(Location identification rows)
>>>>

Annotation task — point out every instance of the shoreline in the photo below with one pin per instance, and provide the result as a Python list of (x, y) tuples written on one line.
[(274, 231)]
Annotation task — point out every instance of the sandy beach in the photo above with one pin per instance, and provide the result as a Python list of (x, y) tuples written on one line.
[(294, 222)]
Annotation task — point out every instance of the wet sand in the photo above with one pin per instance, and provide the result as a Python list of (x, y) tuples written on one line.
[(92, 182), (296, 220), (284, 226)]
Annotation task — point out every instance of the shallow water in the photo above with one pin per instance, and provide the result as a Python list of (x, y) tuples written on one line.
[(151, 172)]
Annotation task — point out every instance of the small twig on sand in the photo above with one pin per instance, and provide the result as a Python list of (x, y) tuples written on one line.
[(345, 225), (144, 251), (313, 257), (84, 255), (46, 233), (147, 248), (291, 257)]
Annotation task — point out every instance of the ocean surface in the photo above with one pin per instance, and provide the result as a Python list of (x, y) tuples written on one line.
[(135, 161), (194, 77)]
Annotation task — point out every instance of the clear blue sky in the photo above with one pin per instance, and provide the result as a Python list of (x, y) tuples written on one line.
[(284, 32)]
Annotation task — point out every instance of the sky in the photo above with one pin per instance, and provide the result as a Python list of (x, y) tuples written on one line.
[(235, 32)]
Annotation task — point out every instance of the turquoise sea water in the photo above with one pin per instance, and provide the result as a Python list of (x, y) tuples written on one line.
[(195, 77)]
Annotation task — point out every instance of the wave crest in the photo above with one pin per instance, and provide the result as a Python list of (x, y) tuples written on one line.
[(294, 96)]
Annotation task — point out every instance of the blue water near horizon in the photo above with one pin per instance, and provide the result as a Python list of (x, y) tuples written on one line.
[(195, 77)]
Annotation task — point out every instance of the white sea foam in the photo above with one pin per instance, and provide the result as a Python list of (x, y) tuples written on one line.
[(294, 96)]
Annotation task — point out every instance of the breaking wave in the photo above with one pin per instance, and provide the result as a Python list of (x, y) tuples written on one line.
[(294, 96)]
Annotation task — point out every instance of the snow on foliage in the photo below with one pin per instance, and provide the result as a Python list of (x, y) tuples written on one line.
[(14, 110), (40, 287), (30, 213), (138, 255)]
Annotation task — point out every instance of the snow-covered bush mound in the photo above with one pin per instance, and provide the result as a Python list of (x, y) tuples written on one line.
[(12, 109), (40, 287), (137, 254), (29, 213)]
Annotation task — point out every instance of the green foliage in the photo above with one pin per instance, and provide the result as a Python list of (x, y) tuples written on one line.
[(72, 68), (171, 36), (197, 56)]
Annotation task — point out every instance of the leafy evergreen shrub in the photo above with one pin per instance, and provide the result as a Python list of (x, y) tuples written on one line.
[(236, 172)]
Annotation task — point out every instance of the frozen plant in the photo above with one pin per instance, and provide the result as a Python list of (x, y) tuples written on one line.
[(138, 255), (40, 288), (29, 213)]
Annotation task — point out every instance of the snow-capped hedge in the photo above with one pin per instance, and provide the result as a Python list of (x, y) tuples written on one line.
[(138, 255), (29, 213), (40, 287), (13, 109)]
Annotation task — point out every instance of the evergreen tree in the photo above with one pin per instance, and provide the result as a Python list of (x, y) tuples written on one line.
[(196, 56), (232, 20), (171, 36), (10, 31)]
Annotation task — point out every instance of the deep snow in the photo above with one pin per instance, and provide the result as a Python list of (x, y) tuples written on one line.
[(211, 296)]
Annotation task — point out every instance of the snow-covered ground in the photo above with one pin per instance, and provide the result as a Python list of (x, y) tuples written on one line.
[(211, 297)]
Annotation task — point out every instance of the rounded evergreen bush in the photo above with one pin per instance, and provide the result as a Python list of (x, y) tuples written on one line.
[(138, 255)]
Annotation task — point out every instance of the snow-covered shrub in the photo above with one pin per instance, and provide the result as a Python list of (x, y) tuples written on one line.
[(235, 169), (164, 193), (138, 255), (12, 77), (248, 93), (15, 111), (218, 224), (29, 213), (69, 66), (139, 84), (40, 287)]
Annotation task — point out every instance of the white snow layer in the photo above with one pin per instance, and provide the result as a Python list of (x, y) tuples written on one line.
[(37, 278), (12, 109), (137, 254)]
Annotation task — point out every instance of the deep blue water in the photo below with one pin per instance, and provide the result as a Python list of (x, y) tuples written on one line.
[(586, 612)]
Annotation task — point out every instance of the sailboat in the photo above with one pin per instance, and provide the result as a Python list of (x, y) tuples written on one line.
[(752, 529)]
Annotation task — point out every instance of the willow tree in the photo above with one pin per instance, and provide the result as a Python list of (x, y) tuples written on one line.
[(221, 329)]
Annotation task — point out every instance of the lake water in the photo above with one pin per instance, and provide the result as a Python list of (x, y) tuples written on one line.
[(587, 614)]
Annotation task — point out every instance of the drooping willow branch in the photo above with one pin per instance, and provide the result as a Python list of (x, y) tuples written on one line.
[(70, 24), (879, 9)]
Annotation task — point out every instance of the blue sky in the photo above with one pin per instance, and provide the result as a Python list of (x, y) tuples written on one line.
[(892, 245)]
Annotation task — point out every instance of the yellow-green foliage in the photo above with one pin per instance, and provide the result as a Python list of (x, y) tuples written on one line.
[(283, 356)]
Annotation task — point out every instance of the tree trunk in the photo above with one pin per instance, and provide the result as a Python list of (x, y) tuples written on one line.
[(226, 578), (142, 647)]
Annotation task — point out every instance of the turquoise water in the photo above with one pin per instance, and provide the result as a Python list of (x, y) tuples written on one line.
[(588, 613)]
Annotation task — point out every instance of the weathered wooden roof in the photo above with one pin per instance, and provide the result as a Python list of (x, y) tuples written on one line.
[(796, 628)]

<<<<

WORK INSTRUCTIONS – Rewrite the rows between the line holding "Annotation task — point out every instance of the green" and the line holding "[(236, 172)]", inclusive, as a JSON list of strings with one string per line and blank lines omitted.

FULL ANSWER –
[
  "Annotation task — point out every instance of the green foliage in the photo above with one pin per instance, and provide the result as a Python list of (x, y) tuples written on one line.",
  "[(72, 68), (171, 36), (197, 56)]",
  "Annotation task — point out every instance of the leafy evergreen shrub in the photo above with one pin per instance, and provide the result as a Python list of (x, y) tuples written on one line.",
  "[(236, 172)]"
]